• **Extract provided**:
Show hidden file-extensions
One popular method malware uses to appear innocent, is to name files with double extensions, such as “.PDF.EXE”. This takes advantage of default behavior within Windows and OS X of hiding known file-extensions, Malware takes advantage of this behavior to make a file appear to be one that would commonly be exchanged. If you enable the ability to see the full file-extension, it can be easier to spot suspicious file types.
Filter EXEs in email
If your gateway mail scanner has the ability to filter files by extension, you may wish to deny emails that arrive with “.EXE” files, or to deny emails sent with files that have two file extensions, the last one being executable (For example, “Filename.PDF.EXE”). If you do legitimately need to exchange executable files within your environment and are denying emails with “.EXE” files, you can send them within ZIP files or via cloud services. Sending in ZIP files can also give you an extra layer of assurance, as it allows you to choose an official, universal password for use within the company, which can help you identify unofficial files.
Disable files running from AppData/LocalAppData folders
You can create rules within Windows or with Intrusion Prevention Software, to disallow unique behavior often used by ransomware, which is to run its executable from the App Data or Local App Data folders. If you have legitimate software that you know is set to run from the App Data area (note that this is fairly unusual behavior, and most legitimate software will allow you to choose another install location), you will need to add an exclusion from this rule.

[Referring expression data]
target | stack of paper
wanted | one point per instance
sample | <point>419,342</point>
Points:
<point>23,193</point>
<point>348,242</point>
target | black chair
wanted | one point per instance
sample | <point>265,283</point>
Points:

• **Exercises**:
1. In the security tips, from which folders is ransomware said to often run its executable?
2. Pick up the security tips after their last sentence and keep going.
The items have no connection to the security tips.

• **Results in order**:
1. From the App Data or Local App Data folders.

2.
Ransomware malware sometimes accesses machines using Remote Desktop Protocol (RDP), which is a Windows utility that allows others to access your desktop remotely. If you do not need use of RDP in your environment, you can disable it to protect your machines. For instructions on how to do so, visit the appropriate Microsoft Knowledge Base article below:
If you find yourself in a position where you have already run a ransomware executable without having taken any of the previous precautions, your options are more limited. There are a few things you can still do that might help mitigate the damage:
Check to see if a decryptor is available
Sometimes malware authors make mistakes and decryptors can be created. Other times, malware authors feel remorse for their actions or stop development on a particular ransomware family, and then release a decryption key. It’s worth a quick internet search to see if the solution to your problem is available for free, from a reputable source.
Disconnect from WiFi or unplug from the network immediately
If you run a file that you suspect may be ransomware, but you have not yet seen the characteristic ransomware screen, if you act very quickly you might be able to stop communication with the C&C server before it finishes encrypting your files. If you disconnect yourself from the network immediately you might decrease the number of files that it can encrypt.
Use System Restore to get back to a known-clean state
If you have System Restore enabled on your Windows machine, you might be able to take your system back to a known-clean state. Many ransomware variants will prevent this from succeeding, but it doesn’t hurt to try.
Set the BIOS clock back
Some ransomware variants have a payment timer that increases the price for your decryption key after a set time. You may be able to give yourself additional time by setting the BIOS clock back to a time before the deadline window is up.
Criminals know that the data under the care of schools are very valuable to students and staff, and this makes them a potentially lucrative target. And once a target has been identified as vulnerable, the odds increase that criminals will return to attack them again (especially with school ransomware). By taking the time to prepare before an emergency happens, you can minimize the risk of losing access to your data or of having to pay criminals to regain it.